Report every line of the records that contains the word "building".

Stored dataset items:
——————

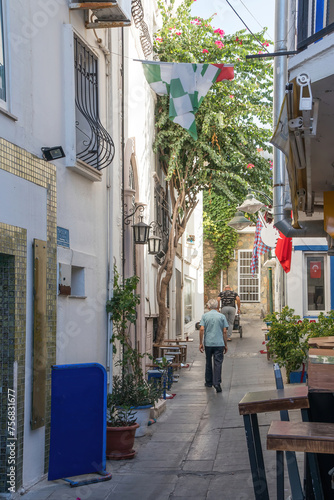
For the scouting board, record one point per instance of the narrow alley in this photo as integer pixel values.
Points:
(197, 448)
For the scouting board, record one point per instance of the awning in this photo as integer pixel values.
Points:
(296, 125)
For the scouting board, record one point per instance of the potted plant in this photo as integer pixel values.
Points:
(137, 394)
(289, 336)
(288, 342)
(121, 429)
(130, 388)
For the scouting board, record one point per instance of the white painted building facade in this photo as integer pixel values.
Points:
(73, 205)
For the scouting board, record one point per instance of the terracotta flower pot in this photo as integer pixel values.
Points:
(120, 442)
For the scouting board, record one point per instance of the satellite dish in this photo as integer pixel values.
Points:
(269, 235)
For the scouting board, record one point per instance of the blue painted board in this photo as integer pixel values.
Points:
(78, 420)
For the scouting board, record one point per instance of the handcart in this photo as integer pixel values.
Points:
(236, 325)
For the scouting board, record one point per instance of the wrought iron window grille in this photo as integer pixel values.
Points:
(94, 144)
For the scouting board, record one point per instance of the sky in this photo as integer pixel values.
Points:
(257, 14)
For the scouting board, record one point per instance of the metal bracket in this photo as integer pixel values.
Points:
(296, 123)
(141, 208)
(331, 473)
(304, 81)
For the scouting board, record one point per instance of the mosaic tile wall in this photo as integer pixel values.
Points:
(13, 250)
(7, 332)
(13, 241)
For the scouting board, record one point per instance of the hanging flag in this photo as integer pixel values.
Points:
(315, 269)
(187, 85)
(283, 251)
(259, 247)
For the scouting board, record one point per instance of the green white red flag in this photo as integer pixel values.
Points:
(186, 84)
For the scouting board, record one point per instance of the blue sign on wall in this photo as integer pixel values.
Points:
(78, 420)
(63, 237)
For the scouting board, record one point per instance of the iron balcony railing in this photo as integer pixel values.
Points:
(315, 20)
(94, 144)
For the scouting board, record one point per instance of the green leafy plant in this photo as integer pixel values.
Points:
(119, 416)
(130, 389)
(289, 335)
(287, 339)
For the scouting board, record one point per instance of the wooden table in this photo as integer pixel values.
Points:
(309, 437)
(321, 388)
(289, 398)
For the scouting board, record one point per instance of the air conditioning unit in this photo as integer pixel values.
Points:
(107, 14)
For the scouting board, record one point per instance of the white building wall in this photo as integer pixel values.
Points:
(41, 101)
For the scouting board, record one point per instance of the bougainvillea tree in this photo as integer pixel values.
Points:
(232, 126)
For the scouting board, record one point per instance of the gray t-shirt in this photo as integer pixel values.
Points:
(214, 323)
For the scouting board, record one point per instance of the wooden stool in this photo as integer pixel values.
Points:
(307, 437)
(289, 398)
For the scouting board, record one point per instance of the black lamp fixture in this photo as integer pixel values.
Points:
(154, 241)
(141, 230)
(50, 154)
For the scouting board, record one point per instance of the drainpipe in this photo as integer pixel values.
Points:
(106, 51)
(280, 80)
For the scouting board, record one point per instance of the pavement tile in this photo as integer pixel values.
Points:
(197, 448)
(198, 465)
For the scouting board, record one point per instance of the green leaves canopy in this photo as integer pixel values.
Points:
(233, 122)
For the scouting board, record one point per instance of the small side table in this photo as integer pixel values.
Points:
(289, 398)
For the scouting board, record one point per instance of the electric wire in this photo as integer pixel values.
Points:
(255, 19)
(243, 22)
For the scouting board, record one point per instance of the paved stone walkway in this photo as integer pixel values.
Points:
(197, 448)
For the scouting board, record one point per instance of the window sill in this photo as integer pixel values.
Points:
(8, 114)
(87, 171)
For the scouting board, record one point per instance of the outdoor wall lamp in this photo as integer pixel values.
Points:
(251, 205)
(141, 230)
(50, 154)
(239, 221)
(154, 241)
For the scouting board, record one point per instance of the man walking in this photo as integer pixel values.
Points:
(213, 327)
(228, 298)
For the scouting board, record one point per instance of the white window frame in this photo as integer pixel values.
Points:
(257, 277)
(315, 255)
(191, 282)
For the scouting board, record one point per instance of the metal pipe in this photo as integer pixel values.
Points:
(280, 79)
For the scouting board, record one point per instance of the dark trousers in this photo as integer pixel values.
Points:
(213, 375)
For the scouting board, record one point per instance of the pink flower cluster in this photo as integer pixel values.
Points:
(220, 32)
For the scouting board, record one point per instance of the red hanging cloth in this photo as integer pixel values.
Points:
(283, 251)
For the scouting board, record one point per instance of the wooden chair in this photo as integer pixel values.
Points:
(289, 398)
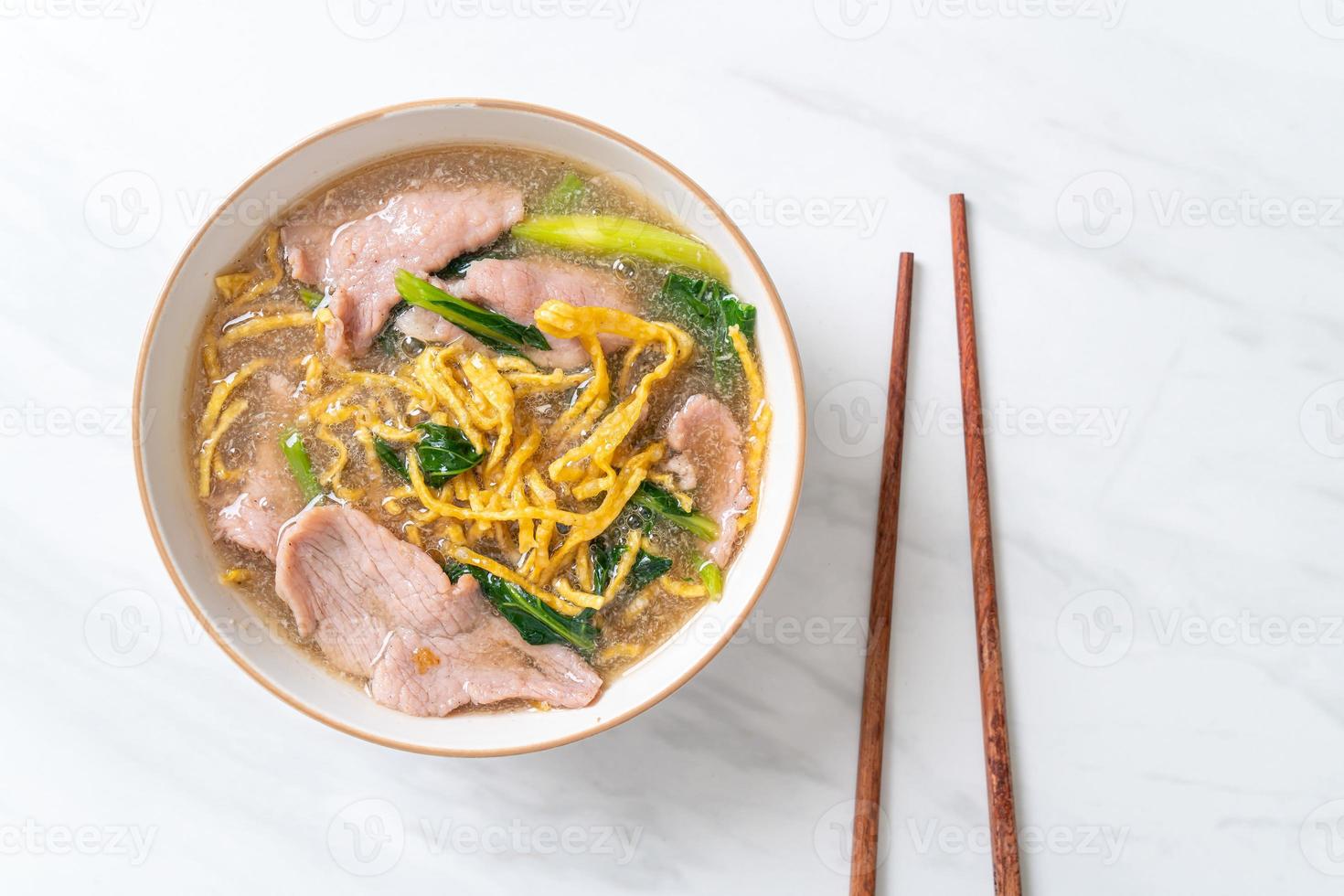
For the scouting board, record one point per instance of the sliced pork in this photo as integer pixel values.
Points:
(709, 461)
(306, 249)
(268, 497)
(382, 609)
(517, 288)
(420, 229)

——————

◆ **Exercise answer**:
For the scouting board, record one point per instance of the white painted building facade in this photo as integer pixel values.
For the scouting board, record one point per instance of the white building wall in this photo as integer pixel values.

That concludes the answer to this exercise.